Data listing:
>>
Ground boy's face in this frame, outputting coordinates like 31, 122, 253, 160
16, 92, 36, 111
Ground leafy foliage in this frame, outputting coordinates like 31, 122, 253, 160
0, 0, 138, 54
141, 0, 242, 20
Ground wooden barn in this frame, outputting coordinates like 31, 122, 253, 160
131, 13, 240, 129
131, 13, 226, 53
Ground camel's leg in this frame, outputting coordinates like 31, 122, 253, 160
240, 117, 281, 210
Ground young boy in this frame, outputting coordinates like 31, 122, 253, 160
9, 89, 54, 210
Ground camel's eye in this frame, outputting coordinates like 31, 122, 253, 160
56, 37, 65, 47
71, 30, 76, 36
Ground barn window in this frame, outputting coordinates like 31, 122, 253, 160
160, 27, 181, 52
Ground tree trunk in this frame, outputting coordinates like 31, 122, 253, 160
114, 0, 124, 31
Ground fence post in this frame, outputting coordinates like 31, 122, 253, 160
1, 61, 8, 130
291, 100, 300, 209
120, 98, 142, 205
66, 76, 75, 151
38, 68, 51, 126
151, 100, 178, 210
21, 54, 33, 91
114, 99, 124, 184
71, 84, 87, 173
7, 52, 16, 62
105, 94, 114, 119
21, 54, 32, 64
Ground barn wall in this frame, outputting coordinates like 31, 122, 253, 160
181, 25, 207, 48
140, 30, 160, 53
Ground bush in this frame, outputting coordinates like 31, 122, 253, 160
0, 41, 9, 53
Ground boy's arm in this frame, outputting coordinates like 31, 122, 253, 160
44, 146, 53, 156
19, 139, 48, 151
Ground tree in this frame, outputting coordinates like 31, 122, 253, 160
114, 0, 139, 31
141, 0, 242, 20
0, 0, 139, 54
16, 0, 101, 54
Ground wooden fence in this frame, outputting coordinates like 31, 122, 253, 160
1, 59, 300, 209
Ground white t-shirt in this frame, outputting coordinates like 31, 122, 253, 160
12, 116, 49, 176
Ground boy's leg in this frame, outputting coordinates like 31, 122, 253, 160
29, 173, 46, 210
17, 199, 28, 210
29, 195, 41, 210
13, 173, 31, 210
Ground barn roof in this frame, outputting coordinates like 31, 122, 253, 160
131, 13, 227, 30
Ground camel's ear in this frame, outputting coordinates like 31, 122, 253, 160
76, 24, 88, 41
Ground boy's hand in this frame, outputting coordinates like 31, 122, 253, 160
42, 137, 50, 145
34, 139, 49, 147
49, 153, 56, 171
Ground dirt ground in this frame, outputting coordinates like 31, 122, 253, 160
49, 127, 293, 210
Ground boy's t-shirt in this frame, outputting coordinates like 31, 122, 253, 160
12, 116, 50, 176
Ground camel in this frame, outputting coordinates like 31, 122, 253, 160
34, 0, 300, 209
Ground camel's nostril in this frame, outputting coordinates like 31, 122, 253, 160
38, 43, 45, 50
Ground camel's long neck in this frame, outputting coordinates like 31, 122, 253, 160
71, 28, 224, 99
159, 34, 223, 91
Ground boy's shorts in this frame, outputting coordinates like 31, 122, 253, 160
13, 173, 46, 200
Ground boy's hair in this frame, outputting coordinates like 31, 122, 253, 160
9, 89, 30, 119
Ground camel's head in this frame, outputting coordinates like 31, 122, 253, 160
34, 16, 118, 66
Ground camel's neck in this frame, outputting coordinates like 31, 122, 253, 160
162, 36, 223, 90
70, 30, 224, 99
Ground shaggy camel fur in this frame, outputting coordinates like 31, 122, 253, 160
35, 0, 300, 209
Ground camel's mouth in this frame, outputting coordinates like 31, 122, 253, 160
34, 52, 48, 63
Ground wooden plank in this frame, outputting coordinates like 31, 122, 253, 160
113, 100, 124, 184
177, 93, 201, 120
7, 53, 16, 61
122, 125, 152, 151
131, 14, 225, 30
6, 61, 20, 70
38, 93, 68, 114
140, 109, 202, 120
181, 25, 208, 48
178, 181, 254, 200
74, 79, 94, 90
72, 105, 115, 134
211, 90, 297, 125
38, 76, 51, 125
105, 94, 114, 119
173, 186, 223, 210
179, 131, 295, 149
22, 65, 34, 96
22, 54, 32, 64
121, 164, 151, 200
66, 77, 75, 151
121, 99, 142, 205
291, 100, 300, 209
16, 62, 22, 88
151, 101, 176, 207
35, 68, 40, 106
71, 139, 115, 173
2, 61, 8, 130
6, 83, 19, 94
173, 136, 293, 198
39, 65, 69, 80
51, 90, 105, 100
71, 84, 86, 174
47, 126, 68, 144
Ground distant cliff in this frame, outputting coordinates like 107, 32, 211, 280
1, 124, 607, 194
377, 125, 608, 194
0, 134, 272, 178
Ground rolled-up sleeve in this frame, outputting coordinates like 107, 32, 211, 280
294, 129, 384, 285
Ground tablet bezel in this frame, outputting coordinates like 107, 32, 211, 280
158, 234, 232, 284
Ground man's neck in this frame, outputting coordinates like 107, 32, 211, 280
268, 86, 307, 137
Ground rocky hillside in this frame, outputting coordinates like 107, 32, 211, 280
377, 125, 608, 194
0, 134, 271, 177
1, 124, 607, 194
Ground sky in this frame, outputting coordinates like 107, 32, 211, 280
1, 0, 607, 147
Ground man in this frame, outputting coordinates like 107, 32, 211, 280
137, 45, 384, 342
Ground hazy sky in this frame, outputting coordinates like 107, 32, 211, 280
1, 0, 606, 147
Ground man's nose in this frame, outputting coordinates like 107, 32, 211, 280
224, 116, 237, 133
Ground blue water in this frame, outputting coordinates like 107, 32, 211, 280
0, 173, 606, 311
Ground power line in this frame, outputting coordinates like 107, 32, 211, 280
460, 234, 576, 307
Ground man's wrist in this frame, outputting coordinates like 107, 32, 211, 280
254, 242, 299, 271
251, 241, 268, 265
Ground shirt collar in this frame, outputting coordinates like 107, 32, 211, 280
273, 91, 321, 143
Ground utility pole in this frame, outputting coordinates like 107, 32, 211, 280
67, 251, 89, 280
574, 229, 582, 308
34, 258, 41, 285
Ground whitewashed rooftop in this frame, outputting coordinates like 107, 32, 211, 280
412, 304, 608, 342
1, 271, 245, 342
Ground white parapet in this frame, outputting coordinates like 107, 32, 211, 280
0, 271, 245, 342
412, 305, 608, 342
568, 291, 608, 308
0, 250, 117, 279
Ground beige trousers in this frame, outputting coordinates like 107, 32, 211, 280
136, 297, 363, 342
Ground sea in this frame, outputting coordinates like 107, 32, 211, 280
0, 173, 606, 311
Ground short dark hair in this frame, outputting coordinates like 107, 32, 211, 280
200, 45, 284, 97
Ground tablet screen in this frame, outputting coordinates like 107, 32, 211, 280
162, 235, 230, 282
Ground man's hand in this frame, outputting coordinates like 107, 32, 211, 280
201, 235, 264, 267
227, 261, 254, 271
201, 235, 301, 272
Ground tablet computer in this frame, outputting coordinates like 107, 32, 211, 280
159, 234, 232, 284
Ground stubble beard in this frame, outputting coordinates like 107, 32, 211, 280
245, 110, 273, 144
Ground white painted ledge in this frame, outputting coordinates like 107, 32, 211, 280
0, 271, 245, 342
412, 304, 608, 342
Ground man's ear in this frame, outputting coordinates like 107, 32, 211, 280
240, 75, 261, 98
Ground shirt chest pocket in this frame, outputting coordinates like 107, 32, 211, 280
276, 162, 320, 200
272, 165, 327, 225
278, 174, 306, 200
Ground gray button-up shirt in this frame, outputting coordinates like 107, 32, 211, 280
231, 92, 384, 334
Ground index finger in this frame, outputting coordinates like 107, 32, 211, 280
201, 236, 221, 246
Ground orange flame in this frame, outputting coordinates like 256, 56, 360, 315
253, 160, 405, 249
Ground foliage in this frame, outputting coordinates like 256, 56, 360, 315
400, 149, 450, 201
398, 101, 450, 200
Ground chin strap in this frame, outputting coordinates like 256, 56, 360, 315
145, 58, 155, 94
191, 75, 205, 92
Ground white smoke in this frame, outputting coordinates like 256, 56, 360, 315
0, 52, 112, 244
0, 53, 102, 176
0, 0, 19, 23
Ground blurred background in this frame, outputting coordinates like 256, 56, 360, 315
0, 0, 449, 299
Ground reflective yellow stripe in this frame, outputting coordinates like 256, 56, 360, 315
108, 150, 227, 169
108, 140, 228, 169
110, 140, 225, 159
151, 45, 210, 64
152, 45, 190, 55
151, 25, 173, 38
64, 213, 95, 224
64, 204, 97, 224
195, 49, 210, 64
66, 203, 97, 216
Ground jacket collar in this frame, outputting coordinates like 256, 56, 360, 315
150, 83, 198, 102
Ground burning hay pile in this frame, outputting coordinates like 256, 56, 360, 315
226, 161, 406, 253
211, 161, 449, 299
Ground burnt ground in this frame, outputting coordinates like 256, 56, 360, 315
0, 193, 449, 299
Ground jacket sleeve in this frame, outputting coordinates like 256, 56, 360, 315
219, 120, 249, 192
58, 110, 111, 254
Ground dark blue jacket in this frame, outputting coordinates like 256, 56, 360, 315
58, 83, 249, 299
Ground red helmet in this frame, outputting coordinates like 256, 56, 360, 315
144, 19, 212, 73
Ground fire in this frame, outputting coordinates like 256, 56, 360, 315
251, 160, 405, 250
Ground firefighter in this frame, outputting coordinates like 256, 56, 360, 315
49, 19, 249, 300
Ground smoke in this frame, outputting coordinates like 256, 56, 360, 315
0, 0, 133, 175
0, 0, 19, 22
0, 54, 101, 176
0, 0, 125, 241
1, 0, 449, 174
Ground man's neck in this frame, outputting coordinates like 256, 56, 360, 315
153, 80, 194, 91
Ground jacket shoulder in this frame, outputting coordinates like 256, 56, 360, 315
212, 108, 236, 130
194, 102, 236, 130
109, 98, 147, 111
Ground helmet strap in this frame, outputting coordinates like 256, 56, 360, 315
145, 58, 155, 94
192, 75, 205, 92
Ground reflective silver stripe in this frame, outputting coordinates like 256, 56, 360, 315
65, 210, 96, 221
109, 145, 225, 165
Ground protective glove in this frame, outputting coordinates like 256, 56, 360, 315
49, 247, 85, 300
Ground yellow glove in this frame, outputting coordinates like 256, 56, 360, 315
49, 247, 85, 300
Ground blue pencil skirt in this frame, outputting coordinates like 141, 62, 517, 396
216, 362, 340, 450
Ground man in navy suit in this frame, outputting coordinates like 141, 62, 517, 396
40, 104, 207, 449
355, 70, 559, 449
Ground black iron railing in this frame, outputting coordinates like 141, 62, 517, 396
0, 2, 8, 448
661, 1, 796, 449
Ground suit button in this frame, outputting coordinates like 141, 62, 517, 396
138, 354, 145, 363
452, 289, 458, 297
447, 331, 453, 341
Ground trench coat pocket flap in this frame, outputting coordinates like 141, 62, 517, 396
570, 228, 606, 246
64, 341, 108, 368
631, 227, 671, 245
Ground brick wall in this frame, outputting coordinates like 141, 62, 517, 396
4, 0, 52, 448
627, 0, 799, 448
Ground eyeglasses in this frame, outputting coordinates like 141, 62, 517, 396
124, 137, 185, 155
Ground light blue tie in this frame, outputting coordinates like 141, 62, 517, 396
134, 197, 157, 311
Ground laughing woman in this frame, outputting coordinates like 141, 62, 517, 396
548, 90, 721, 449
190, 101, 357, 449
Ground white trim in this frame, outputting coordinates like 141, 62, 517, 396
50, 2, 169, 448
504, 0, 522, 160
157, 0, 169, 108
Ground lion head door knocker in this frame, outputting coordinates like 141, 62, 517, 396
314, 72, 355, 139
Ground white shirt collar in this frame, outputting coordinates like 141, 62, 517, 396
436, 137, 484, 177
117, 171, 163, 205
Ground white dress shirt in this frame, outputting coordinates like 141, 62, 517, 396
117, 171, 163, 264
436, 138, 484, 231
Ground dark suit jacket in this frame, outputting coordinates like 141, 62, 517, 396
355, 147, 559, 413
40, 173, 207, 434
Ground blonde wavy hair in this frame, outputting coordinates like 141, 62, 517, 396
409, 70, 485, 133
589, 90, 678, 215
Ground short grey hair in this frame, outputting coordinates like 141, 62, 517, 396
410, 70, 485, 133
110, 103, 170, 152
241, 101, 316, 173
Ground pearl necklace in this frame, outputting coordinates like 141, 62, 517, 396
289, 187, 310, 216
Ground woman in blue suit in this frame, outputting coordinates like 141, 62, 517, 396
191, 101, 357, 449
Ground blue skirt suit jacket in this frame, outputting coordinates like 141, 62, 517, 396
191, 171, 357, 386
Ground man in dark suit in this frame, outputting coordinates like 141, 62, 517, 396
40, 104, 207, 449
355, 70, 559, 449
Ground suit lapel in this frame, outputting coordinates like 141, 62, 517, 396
<<
Work to complete:
Emit only the final stretch of the records: the line containing "Ground short grey" through the end, each line exactly as it stands.

Answer to this exercise:
Ground short grey hair in this frame, outputting coordinates like 141, 62, 517, 396
410, 70, 485, 133
110, 103, 170, 152
241, 101, 316, 173
Ground pearl necklace in this frame, outputting coordinates like 141, 62, 517, 396
289, 187, 310, 216
Ground woman in blue suit in this frame, outputting coordinates like 141, 62, 517, 396
191, 101, 357, 449
Ground blue skirt suit jacket in this frame, outputting coordinates like 141, 62, 517, 396
191, 171, 357, 386
Ground man in dark suit in this frame, outputting coordinates like 141, 62, 517, 396
40, 104, 207, 449
355, 70, 559, 449
Ground suit lapel in this frame, outputting coordinates like 141, 62, 517, 396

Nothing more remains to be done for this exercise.